Supplied records START

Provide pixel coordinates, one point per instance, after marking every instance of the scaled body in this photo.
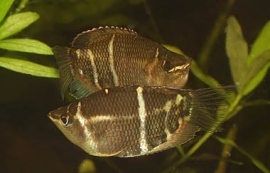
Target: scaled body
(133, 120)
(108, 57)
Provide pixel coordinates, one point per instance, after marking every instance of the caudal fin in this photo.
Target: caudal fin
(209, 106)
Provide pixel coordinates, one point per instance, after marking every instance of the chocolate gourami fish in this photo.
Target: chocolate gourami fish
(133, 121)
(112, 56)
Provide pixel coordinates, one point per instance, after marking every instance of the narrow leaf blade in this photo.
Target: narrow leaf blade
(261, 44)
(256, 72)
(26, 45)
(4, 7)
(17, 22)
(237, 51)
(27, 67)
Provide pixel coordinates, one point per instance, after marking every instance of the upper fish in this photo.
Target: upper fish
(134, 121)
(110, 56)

Supplied records END
Supplied records START

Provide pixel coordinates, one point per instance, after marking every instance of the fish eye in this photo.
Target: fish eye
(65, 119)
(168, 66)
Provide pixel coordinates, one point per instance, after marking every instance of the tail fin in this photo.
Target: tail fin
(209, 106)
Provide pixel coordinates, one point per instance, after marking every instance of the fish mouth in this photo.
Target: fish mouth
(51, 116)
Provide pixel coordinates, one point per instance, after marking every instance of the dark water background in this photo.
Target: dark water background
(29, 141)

Supplied records END

**Work to complete:** Copy the entries above exactly, but only from the line holding "eye in this photo." through the line holding "mouth in this photo.", both included.

**Problem solution:**
Provide pixel coordinates, one point per instance, after marking every instance of the fish eye in this photo.
Target: fish eye
(65, 119)
(168, 66)
Provide pixel coordinates, one point per instance, after marking every instance of the tail fin in this photo.
Target: tail fin
(209, 106)
Provide pixel coordinates, one point per instance, after marking every instance of the fish mouth in this photo.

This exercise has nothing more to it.